## Task directions
Please pick out every line of the material below that contains the word "white" and copy each one.
# # # # # # #
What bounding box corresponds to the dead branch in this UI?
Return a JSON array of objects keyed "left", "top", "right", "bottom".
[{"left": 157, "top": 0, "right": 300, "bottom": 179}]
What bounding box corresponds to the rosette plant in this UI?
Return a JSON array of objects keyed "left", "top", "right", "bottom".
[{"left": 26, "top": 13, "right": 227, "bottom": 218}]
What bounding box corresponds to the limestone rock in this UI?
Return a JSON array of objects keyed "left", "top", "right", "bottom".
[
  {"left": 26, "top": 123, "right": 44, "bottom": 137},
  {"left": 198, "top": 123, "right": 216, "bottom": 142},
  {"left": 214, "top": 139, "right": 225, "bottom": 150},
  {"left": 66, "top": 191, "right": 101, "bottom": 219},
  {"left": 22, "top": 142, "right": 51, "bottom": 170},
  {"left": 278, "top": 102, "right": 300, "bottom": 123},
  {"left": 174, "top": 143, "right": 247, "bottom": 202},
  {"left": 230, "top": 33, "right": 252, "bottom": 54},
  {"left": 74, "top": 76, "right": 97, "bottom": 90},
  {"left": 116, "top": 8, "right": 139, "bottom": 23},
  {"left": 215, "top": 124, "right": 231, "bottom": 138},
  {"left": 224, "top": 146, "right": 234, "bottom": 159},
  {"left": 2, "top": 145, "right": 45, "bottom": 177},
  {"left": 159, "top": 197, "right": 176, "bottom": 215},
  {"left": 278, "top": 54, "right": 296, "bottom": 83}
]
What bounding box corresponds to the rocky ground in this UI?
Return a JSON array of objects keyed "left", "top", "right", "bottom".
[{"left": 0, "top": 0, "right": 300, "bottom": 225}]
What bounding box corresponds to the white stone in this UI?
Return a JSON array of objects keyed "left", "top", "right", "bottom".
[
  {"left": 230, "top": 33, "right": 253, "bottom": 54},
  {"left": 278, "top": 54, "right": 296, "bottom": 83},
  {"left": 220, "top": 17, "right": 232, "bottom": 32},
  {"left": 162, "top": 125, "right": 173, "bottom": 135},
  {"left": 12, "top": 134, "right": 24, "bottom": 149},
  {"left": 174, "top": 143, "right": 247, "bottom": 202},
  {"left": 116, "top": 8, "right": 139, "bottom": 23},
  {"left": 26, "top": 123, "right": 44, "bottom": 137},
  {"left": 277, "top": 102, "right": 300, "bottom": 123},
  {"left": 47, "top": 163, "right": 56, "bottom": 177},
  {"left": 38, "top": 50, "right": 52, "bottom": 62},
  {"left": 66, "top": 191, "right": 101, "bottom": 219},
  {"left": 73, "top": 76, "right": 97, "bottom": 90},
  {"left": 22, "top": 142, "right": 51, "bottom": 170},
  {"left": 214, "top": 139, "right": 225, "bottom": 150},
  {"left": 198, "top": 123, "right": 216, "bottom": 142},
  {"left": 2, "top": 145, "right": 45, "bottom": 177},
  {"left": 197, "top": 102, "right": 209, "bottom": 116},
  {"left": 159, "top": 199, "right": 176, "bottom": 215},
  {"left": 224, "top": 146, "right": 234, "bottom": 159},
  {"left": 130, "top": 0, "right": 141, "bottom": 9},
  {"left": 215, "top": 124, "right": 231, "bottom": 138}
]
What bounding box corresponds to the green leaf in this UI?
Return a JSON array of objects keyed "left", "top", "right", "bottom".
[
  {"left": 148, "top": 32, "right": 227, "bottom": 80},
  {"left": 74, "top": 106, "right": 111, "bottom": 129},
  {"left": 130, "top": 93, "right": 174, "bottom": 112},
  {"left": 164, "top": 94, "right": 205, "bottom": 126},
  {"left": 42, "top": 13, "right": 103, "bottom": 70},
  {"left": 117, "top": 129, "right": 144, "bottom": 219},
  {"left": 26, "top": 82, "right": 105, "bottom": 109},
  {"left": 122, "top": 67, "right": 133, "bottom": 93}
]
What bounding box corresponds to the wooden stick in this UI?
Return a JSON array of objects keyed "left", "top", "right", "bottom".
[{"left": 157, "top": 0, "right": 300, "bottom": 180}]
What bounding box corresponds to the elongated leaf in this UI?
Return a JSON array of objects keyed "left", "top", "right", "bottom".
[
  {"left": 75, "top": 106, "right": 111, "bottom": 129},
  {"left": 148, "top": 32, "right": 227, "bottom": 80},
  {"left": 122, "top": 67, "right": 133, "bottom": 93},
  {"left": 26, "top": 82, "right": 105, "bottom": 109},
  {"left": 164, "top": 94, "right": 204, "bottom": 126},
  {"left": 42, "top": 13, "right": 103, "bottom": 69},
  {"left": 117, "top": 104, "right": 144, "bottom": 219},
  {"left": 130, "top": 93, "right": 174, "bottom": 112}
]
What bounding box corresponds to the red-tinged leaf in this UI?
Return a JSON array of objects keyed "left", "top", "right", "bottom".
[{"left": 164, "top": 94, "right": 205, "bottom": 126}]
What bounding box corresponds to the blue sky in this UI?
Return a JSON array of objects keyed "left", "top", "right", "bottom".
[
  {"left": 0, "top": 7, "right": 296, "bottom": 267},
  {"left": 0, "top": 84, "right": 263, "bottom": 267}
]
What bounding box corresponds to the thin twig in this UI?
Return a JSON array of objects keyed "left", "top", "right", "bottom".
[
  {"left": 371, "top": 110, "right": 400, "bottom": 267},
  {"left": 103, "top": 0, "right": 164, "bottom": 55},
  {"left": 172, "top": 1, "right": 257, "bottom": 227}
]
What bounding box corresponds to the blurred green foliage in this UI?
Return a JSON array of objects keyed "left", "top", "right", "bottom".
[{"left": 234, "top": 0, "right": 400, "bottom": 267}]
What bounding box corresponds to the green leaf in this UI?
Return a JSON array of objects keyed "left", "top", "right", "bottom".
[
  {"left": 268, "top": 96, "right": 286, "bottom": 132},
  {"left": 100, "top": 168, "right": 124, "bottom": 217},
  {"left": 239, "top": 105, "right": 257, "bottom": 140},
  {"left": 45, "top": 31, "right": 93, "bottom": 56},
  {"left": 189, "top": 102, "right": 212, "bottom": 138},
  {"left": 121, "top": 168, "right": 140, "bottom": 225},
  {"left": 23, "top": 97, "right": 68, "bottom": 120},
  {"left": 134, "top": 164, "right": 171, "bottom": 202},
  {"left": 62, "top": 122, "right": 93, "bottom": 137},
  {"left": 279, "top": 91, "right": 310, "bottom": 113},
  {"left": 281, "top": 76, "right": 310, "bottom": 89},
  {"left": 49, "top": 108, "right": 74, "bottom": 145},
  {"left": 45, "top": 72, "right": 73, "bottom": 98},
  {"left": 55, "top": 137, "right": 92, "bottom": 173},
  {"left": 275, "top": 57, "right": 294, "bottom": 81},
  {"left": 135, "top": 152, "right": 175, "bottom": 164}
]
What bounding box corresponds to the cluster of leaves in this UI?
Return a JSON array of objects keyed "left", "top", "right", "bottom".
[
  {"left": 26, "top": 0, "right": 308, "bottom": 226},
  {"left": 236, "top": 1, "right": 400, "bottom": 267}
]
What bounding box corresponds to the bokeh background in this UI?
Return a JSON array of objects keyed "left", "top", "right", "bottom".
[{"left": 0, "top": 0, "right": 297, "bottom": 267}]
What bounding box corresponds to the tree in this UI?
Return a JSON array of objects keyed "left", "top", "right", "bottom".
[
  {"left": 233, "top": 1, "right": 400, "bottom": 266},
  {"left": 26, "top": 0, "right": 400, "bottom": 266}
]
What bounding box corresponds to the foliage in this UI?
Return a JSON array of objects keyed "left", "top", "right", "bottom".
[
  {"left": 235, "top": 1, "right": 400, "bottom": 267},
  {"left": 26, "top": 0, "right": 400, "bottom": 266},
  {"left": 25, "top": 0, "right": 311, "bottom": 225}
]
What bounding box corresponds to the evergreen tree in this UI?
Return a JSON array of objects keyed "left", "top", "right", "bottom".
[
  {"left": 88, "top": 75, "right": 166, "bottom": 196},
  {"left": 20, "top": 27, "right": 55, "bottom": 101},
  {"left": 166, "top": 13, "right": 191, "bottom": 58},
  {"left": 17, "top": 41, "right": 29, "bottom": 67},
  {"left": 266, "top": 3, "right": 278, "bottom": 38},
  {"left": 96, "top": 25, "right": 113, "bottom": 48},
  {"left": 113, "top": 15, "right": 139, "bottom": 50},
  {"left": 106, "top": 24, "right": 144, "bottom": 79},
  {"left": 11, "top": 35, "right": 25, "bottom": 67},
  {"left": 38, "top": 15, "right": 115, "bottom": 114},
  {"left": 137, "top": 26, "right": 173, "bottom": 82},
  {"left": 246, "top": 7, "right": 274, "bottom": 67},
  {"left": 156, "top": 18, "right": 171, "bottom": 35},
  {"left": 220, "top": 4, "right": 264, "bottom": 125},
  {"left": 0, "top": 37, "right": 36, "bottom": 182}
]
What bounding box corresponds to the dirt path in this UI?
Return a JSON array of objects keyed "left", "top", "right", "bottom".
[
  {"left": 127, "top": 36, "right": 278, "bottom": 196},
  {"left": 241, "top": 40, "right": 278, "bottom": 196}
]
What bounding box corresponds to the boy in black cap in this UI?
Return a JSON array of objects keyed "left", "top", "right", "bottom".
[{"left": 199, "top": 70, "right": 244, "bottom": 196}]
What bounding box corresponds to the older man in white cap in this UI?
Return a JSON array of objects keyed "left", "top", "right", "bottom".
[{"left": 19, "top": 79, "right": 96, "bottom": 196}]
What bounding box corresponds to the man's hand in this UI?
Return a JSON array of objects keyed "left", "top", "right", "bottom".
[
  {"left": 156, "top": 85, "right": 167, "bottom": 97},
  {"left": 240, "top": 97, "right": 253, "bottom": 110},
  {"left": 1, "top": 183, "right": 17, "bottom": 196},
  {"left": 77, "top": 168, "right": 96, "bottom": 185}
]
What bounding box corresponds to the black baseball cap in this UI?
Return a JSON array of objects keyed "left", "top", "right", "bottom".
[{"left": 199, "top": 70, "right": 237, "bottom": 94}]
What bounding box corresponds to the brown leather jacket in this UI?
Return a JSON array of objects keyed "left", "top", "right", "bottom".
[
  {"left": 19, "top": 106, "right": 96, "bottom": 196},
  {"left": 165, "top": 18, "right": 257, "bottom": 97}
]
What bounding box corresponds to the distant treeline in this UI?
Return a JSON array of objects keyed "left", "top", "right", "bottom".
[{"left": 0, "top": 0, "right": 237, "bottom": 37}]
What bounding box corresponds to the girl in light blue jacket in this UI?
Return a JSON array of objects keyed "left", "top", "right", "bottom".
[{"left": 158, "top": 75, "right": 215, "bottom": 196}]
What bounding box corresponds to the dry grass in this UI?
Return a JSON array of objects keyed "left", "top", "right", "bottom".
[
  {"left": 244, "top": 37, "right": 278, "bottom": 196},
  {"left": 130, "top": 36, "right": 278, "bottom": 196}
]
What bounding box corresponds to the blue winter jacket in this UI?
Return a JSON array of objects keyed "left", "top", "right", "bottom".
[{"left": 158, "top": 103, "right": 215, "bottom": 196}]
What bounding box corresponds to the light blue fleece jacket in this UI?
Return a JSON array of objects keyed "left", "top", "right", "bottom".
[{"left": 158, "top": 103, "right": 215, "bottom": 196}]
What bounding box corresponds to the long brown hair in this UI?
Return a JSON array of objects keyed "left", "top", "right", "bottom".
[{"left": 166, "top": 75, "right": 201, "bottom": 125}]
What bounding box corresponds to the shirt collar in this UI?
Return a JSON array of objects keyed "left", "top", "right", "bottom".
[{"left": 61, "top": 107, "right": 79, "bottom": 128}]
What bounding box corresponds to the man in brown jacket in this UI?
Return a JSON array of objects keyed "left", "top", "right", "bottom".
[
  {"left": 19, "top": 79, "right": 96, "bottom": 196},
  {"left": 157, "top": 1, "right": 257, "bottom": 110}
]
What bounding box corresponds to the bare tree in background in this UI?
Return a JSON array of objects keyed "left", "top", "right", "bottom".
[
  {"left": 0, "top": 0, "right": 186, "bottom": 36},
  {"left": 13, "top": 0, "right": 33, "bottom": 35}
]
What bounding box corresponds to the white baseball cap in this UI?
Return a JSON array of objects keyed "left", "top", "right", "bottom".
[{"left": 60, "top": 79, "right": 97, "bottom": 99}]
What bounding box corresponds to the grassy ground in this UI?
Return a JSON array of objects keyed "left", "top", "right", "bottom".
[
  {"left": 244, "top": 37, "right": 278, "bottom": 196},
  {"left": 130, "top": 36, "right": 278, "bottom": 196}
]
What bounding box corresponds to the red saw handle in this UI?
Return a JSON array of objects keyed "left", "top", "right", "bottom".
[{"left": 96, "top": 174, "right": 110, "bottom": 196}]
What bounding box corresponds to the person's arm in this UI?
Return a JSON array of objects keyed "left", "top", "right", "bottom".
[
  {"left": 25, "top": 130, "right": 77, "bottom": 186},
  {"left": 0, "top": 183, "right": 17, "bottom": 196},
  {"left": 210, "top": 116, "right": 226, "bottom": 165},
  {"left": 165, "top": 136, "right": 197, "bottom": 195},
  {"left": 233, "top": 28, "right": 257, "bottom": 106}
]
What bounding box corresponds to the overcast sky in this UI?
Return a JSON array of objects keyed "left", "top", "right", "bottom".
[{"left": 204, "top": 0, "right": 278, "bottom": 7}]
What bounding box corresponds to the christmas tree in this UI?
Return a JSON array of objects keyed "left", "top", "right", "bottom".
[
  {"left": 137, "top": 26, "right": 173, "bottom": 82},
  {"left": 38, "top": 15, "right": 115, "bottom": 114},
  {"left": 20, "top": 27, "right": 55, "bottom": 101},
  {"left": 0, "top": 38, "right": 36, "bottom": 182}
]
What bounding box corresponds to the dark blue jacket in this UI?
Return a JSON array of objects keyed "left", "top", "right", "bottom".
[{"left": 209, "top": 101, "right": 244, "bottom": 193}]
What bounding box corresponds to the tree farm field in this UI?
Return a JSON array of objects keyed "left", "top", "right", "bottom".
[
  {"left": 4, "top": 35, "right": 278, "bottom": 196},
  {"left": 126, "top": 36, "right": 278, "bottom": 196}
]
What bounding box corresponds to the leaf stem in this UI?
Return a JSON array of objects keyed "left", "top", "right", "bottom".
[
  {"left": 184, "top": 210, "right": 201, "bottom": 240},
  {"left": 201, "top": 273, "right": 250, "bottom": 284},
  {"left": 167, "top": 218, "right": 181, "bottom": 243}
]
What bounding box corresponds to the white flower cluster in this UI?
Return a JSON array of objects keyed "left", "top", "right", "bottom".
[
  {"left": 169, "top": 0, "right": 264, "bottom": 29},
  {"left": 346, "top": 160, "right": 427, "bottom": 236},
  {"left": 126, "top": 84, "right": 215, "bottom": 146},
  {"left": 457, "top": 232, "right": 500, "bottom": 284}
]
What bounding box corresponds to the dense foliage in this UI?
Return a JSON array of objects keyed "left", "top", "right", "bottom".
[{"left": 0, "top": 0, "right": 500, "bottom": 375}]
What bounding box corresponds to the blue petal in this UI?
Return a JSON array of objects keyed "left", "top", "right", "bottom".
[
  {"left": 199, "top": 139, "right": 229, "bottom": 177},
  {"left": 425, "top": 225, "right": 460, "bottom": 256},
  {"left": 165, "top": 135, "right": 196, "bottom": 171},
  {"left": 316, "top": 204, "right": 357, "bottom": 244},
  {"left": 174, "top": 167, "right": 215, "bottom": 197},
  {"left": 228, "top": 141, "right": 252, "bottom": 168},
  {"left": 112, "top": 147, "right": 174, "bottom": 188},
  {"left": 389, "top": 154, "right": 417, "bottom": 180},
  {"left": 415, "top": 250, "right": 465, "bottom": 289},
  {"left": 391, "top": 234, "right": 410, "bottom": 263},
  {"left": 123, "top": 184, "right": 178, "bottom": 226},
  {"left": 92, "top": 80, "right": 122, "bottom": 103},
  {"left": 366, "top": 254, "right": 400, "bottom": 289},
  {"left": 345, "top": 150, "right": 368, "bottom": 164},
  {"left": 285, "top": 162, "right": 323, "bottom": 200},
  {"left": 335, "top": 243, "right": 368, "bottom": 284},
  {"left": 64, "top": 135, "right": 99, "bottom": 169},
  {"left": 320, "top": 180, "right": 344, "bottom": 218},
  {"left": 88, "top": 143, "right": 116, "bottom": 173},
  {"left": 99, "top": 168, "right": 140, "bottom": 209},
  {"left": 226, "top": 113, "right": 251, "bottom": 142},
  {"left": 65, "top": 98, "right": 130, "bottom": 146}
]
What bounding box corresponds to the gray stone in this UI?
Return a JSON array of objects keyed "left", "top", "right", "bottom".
# # # # # # #
## Task result
What bounding box corresponds to the white stone in this UI?
What bounding box corresponds to the older man in white cap in this UI?
What bounding box corresponds to the white baseball cap in this UI?
What bounding box corresponds to the white flower cluster in this UI?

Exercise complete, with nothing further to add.